(Point labeling examples)
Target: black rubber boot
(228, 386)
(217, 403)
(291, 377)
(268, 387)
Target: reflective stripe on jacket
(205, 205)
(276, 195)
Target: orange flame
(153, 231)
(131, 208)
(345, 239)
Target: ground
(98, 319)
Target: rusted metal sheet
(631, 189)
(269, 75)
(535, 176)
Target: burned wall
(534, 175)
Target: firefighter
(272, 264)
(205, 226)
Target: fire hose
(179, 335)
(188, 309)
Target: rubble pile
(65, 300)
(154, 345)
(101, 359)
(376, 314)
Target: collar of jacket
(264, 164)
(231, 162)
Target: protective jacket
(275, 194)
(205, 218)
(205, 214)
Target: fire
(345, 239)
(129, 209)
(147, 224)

> [Stated goal]: Copy out word for word the lines above, starting with the line containing "Target: rusted metal sheet" and continuing through the last line, both ends included.

> [Reply to the task]:
Target: rusted metal sheet
(631, 189)
(269, 75)
(535, 176)
Target: burned wall
(534, 175)
Target: firefighter
(272, 264)
(205, 226)
Target: fire hose
(179, 335)
(188, 309)
Target: rubble pile
(65, 300)
(154, 345)
(101, 359)
(376, 314)
Target: collar of jacket
(264, 164)
(231, 162)
Target: protective jacket
(275, 194)
(205, 218)
(205, 214)
Target: fire
(345, 239)
(129, 209)
(147, 224)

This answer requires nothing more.